## Do this
Rescale the material below, starting at the line containing "Where can the metal" and going through the end. Write those lines out again, requests included, with every x and y coordinate in the answers multiplied by 0.4 and rounded to a whole number, halves rounded up.

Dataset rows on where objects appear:
/---

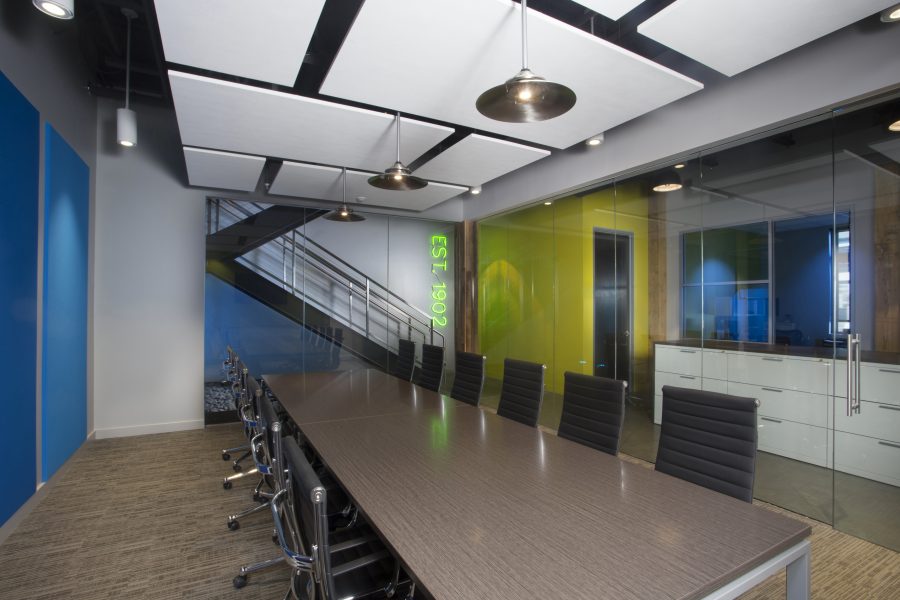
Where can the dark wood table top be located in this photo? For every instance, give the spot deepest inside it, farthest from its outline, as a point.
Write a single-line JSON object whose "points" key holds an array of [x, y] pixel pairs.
{"points": [[479, 506]]}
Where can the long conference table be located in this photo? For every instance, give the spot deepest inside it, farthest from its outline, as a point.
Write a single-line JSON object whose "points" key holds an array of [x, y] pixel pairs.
{"points": [[477, 506]]}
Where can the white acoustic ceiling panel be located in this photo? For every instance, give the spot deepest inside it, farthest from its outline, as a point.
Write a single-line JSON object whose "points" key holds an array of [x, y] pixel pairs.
{"points": [[734, 35], [229, 116], [476, 159], [614, 9], [209, 168], [410, 55], [324, 183], [260, 40]]}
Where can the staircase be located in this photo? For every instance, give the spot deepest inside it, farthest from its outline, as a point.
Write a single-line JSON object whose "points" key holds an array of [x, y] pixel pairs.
{"points": [[261, 251]]}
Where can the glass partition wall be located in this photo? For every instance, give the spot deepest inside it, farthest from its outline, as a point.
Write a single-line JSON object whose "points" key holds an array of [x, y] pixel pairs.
{"points": [[754, 269], [313, 294]]}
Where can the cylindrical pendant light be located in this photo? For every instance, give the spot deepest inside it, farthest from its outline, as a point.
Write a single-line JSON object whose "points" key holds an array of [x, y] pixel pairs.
{"points": [[397, 178], [126, 119], [344, 214], [526, 98], [61, 9]]}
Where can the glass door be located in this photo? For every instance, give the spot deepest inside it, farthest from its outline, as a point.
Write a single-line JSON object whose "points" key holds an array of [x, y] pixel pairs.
{"points": [[866, 299]]}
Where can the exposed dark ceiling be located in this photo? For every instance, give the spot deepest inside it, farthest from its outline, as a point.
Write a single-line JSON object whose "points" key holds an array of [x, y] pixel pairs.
{"points": [[101, 32]]}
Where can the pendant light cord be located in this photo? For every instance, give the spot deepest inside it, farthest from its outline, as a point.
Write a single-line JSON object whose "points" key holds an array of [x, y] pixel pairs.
{"points": [[524, 35], [128, 63], [398, 137]]}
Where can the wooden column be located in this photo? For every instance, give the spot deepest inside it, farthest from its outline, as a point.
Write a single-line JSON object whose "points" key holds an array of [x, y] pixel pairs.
{"points": [[887, 262], [466, 317]]}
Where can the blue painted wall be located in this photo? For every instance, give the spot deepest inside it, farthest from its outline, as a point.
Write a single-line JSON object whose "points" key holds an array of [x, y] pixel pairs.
{"points": [[266, 340], [64, 369], [19, 155]]}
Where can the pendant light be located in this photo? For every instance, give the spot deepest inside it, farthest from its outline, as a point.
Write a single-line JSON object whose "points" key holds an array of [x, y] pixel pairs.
{"points": [[126, 119], [61, 9], [398, 178], [526, 98], [343, 213]]}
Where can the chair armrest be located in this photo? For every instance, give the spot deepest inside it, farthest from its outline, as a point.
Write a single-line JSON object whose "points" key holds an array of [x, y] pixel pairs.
{"points": [[295, 559]]}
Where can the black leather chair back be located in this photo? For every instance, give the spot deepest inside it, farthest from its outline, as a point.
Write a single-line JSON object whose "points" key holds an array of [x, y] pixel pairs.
{"points": [[432, 371], [593, 411], [469, 380], [522, 391], [405, 362], [709, 439]]}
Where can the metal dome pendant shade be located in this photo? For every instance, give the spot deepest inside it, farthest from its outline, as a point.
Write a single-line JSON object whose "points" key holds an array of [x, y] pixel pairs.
{"points": [[398, 178], [526, 98], [343, 213]]}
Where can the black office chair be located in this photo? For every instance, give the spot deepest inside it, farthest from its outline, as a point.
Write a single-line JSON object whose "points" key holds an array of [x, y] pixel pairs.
{"points": [[405, 362], [709, 439], [522, 391], [593, 411], [469, 380], [327, 565], [432, 371]]}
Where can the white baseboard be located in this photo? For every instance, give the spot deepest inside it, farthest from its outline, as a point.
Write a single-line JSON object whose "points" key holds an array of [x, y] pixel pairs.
{"points": [[112, 432]]}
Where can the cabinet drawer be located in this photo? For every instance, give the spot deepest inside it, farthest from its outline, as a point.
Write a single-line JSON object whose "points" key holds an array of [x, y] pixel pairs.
{"points": [[867, 457], [673, 359], [694, 382], [715, 364], [783, 372], [879, 383], [875, 419], [794, 440], [714, 385], [811, 409]]}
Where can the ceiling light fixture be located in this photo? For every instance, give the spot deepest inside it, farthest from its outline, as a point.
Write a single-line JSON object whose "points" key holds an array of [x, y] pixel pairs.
{"points": [[343, 213], [891, 15], [526, 98], [667, 181], [61, 9], [126, 119], [397, 178]]}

\---

## Answer to the exercise
Where can the metal dome pendant shade be located in this photo? For every instance, give the spot deepest inside it, farthest from its outline, as a point.
Write a single-line JSON object whose "points" key holds an array of [x, y] pixel pairs.
{"points": [[159, 71], [210, 39], [137, 85]]}
Where can the black office chair be located in this photo? For every instance, give the spot deepest inside it, farthest from its outline, as a point.
Write a single-line JSON object whose "points" key holds an array of [x, y] pixel pairs.
{"points": [[162, 145], [284, 176], [209, 156], [237, 164], [188, 152], [131, 226], [173, 148]]}
Where can the white baseboard be located in this photo? For every instance, give the spot deepest inside it, farthest from its outline, as a point.
Write a single-line JSON object whose "points" key holds an array of [x, y] pixel pairs.
{"points": [[45, 173]]}
Where can the cabinet drawer be located in this photo? For every instance, give the spot deepest inside it, farthest from its outline, as a point.
Write a single-line JSON object whose "points" key holds an array of [x, y] pixel pairs.
{"points": [[347, 183], [269, 144], [278, 153], [286, 146], [313, 149], [352, 153], [350, 168], [318, 176], [286, 154], [324, 164]]}
Where can the ceiling light fixture be located in this photo? For every instance, give the spot deepest inside it, farthest from its outline, as a point.
Write a single-line JSON object whose "points" key holds an array of [x, y] pixel pairs.
{"points": [[137, 85], [356, 6], [210, 39], [267, 72], [24, 4], [50, 48], [159, 71]]}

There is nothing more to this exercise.